▶ [Instructions for the task]:
Locate every line in the data below that contains the string "tennis" and copy each such line in full, in its original order.

▶ [Source data]:
════════

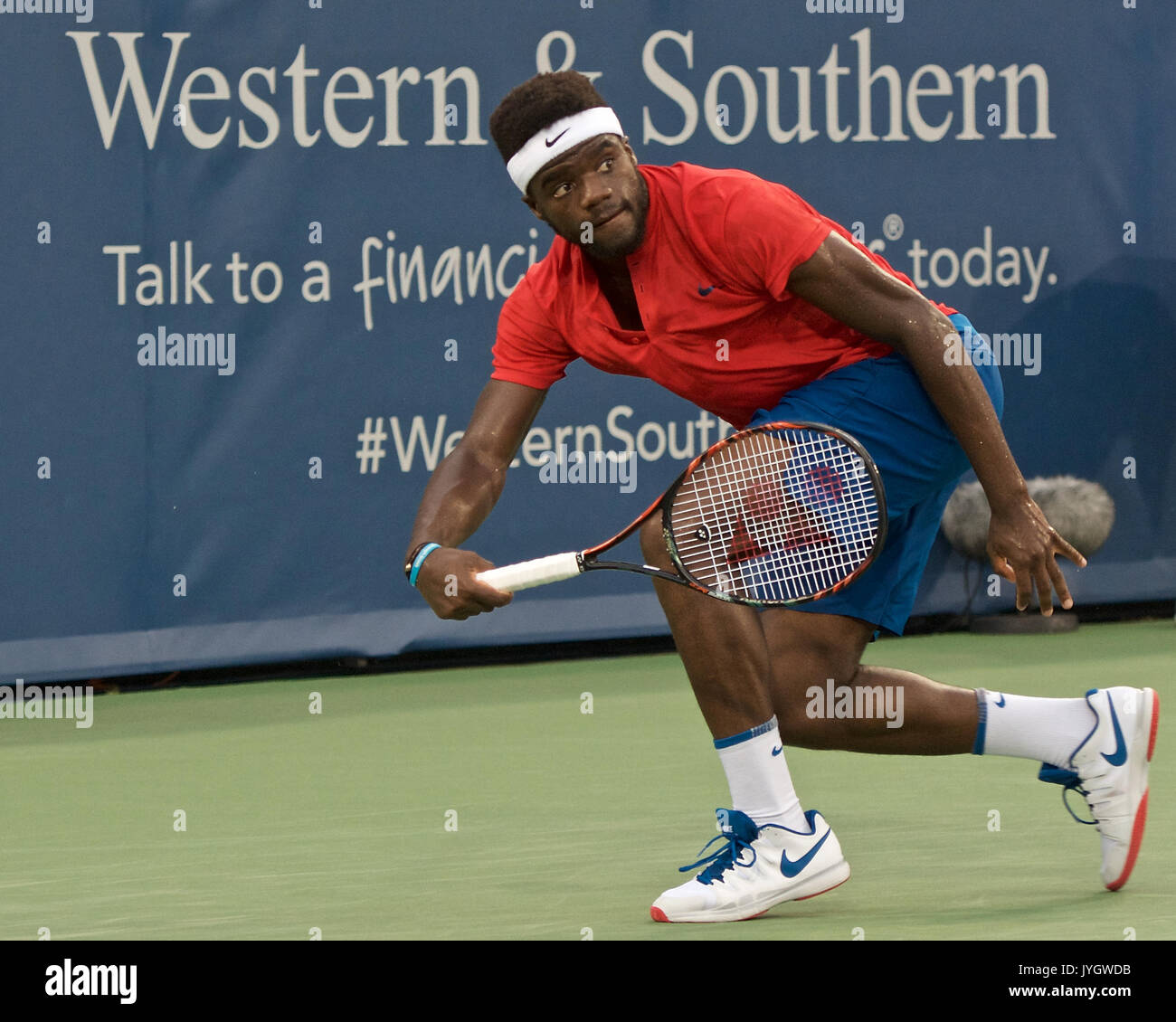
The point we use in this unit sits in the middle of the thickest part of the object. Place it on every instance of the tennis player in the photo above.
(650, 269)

════════

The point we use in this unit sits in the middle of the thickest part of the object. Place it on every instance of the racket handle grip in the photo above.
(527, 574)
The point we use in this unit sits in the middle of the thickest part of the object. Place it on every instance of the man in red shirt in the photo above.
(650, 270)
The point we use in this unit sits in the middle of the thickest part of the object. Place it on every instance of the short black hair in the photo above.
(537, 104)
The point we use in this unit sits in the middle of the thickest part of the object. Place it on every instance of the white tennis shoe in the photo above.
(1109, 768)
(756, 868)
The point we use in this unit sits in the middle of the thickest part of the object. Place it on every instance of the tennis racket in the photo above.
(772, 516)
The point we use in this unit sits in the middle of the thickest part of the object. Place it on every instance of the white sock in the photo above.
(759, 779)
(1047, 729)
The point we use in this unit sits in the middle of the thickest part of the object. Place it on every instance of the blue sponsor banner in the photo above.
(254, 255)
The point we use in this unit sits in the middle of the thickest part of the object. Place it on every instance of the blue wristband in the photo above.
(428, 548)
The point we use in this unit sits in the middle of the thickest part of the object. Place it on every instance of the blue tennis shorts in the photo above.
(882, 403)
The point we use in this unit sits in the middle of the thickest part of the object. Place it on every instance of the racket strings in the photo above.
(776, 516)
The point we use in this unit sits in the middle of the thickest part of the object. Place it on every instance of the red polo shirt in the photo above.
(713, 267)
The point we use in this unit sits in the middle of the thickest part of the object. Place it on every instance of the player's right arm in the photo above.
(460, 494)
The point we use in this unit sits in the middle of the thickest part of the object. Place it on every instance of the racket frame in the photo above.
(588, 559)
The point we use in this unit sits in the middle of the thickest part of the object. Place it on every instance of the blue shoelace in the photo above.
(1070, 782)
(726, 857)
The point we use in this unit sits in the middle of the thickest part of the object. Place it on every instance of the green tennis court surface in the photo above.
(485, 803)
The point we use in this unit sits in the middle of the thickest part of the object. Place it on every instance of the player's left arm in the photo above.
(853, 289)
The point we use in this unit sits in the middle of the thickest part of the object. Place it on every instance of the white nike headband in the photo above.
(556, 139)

════════

▶ [Response to this task]:
The point we use in this unit sits in the middle of the thickest part of the object. Place it on every instance of the tennis player in the photo above.
The point we use in this unit sits in the middle of the thickest part of the object. Place it on every instance of the white tennis shoe in the photo above.
The point we use in this unit sits in the middle of the thickest part of the object. Place it on every instance of the tennis racket in the photo above.
The point we use in this unit sits in the middle of the thickest part of the object. Place it on every instance of the blue tennis shorts in the photo above.
The point we use in this unit sits in the middle of the thickest part of the object. Place it on every instance of the green tennis court surface in the photo above.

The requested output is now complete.